### Material supplied ###

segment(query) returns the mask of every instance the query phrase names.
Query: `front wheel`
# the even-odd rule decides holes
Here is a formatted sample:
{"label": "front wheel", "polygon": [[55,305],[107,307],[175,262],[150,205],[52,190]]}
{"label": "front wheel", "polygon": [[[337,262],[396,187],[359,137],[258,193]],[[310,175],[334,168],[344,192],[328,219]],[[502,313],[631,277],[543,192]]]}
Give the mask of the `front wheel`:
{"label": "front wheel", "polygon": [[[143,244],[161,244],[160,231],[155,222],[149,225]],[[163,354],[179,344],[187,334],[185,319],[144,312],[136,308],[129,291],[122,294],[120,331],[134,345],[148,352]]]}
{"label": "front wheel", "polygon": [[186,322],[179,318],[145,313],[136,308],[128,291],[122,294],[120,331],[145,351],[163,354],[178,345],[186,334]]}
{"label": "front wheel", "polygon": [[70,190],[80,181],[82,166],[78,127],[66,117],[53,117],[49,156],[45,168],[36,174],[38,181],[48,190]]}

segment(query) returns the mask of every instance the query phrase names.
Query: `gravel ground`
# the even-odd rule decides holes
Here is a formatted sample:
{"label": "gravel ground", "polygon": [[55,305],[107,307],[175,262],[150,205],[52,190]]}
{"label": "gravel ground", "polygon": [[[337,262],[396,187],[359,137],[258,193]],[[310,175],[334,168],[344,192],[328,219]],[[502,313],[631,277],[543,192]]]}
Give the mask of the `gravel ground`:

###

= Directions =
Reproduce the whole listing above, requests included, and shift each polygon vertex coordinate in the answers up by 139. Leave every number in the requests and their format samples unchanged.

= Written reply =
segment(query) returns the mask of every instance the query phrase names.
Query: `front wheel`
# the even-odd rule decides holes
Here is a formatted sample:
{"label": "front wheel", "polygon": [[55,305],[107,307],[175,262],[150,205],[52,190]]}
{"label": "front wheel", "polygon": [[[337,262],[396,187],[359,137],[258,193]],[[310,175],[334,168],[344,192],[328,219]],[[502,313],[631,277],[543,192]]]}
Give the mask of the `front wheel`:
{"label": "front wheel", "polygon": [[[282,383],[300,383],[299,370],[294,361],[288,364]],[[302,493],[318,483],[326,473],[324,458],[283,451],[275,447],[268,430],[261,433],[259,470],[273,484],[287,491]]]}
{"label": "front wheel", "polygon": [[325,461],[318,457],[284,452],[275,447],[267,430],[261,433],[259,470],[284,490],[302,493],[317,484],[325,473]]}
{"label": "front wheel", "polygon": [[209,329],[219,320],[221,305],[217,266],[205,256],[192,256],[188,295],[184,307],[175,313],[177,320],[187,329]]}

segment(query) returns the mask of every instance the query phrase names.
Query: `gravel ground`
# the even-odd rule decides holes
Here is a formatted sample:
{"label": "gravel ground", "polygon": [[55,305],[107,307],[175,262],[150,205],[52,190]]}
{"label": "gravel ground", "polygon": [[[337,262],[396,187],[359,137],[258,193]],[[310,175],[334,168],[344,192],[328,219]],[[502,313],[631,277],[543,192]]]}
Give the mask of the `gravel ground`:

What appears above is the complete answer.